BRIEF
Nothing in the data should be left out or altered when it is retyped.
************
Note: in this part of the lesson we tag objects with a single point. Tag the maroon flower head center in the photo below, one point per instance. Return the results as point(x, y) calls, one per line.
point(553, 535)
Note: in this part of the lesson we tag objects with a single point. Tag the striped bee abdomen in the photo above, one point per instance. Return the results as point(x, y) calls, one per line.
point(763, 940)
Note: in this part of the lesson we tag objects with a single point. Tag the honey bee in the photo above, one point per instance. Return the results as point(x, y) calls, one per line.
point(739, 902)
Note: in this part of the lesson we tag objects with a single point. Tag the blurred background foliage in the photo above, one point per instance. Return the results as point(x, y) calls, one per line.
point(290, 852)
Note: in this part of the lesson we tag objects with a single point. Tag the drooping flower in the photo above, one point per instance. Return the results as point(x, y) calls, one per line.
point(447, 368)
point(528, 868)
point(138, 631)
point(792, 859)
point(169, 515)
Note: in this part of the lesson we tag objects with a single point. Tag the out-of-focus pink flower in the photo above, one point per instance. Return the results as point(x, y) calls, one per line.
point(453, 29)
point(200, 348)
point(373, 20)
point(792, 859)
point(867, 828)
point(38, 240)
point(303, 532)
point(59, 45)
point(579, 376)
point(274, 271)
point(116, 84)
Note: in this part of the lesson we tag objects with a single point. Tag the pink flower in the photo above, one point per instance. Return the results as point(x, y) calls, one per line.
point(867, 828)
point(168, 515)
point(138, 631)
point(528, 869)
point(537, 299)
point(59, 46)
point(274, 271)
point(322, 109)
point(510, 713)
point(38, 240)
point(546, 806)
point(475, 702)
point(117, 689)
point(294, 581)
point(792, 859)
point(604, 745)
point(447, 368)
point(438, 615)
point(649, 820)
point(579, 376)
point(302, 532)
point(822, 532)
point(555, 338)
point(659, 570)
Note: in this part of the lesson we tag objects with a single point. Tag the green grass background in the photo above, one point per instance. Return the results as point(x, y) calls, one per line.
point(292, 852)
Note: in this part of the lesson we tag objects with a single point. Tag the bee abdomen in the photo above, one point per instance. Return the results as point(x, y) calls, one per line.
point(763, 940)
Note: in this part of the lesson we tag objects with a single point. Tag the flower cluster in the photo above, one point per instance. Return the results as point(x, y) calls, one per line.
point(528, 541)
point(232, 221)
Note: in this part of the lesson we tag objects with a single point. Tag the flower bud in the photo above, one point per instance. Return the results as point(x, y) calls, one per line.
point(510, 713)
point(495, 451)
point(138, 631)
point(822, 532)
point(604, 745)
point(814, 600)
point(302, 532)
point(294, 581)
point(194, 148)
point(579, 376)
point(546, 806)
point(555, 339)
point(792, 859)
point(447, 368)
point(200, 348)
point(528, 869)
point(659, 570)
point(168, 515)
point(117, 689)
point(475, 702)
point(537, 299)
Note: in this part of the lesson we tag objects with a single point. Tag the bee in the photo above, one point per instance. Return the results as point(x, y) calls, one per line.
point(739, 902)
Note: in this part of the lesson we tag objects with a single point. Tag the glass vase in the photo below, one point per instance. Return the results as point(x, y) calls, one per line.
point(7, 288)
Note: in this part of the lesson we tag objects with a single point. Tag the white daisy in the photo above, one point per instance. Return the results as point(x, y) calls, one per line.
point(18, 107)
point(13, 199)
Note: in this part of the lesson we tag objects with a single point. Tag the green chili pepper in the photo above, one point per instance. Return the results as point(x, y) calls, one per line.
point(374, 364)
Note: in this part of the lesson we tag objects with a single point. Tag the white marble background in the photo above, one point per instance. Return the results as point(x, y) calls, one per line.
************
RESPONSE TO THIS TASK
Note: in this part of the lesson we tag objects with a single point. Tag the maroon flower head center in the photo below, one point per instance. Return the results as point(x, y) calls, one per line.
point(553, 535)
Note: in this part of the lesson we tag objects with a single point. Tag the striped bee abdomen in the photo above, one point per instance. Return the results as point(x, y) calls, one per line.
point(763, 940)
Note: in this part of the lesson we tag objects with a single point. Tag the honey bee in the photo above, one point per instance. Return the results as point(x, y) calls, one per line.
point(739, 902)
Note: in this part of the lesson we tag objects with a single point. Tag the blurred background foliage in the photo above, one point per instance. Return the results as point(x, y) calls, one per line.
point(290, 852)
Note: in this part of the lesson we tag objects with a single point. Tag the drooping flower in the photo above, one point per instance. Return the results as point(x, y) calls, one per line.
point(447, 368)
point(528, 868)
point(138, 631)
point(792, 859)
point(169, 515)
Note: in this part of the lesson we tag objects with a single point. Tag the out-of-focus pink flower in the photo above, one point per instance. Return the results as point(x, y) calls, one per line.
point(453, 29)
point(200, 348)
point(373, 20)
point(792, 859)
point(867, 828)
point(38, 240)
point(303, 532)
point(59, 45)
point(579, 376)
point(274, 271)
point(116, 84)
Note: in this part of the lesson we tag objects with a single point. Tag the pink flower in the photo above, one point per instance. Return the results as point(x, y) calls, one per line.
point(867, 828)
point(168, 515)
point(138, 631)
point(528, 869)
point(537, 299)
point(59, 46)
point(274, 271)
point(322, 109)
point(510, 713)
point(38, 240)
point(546, 806)
point(475, 702)
point(117, 689)
point(294, 581)
point(792, 859)
point(604, 745)
point(447, 368)
point(438, 615)
point(649, 820)
point(579, 376)
point(302, 532)
point(822, 532)
point(555, 338)
point(659, 570)
Note: in this part of the lesson we tag objects with a single point. Tag the green grass background in the photo above, one point per instance. Return the results as point(x, y) calls, one per line.
point(292, 852)
Note: in this part of the lesson we tag objects with a single point. Tag the bee abdomen in the photo above, one point per instance. Return the results as point(x, y) calls, one per line.
point(763, 940)
Note: in this part of the lesson we tag objects with a single point. Tag the flower cluster in the photo above, one point per instance. Return the results as point(x, y) calls, one per line.
point(528, 541)
point(232, 221)
Note: in this part of the lesson we tag objects with a single point. Tag the flower bud in the photo above, one point per instance. Return the results as point(x, y) calls, one per line.
point(510, 713)
point(495, 451)
point(138, 631)
point(822, 532)
point(604, 745)
point(814, 600)
point(302, 532)
point(294, 581)
point(194, 148)
point(579, 376)
point(546, 806)
point(555, 339)
point(792, 859)
point(447, 368)
point(200, 348)
point(528, 869)
point(659, 570)
point(168, 515)
point(117, 689)
point(475, 702)
point(537, 299)
Note: in this part of the lesson we tag objects with a single point. Tag the bee in the photo above, one point per instance. Return the results as point(x, y) calls, one per line.
point(739, 902)
Note: in this part of the lesson we tag objects with a single point. Tag the glass vase in the photo below, one point per instance. Return the results as point(x, y) calls, one per line.
point(7, 288)
Note: in this part of the lesson we tag objects with a single point. Tag the white daisy in the photo above, one point per instance. Return the results as point(x, y) calls, one per line.
point(18, 107)
point(13, 199)
Note: in this part of the lesson we tag objects with a single point. Tag the green chili pepper in the photo above, one point per instance. Return the results as point(x, y) calls, one per line.
point(374, 364)
Note: in this part of the lesson we tag objects with a single point. Tag the white marble background in the photo above, one point per instance. Return the results as point(x, y) calls, one per line.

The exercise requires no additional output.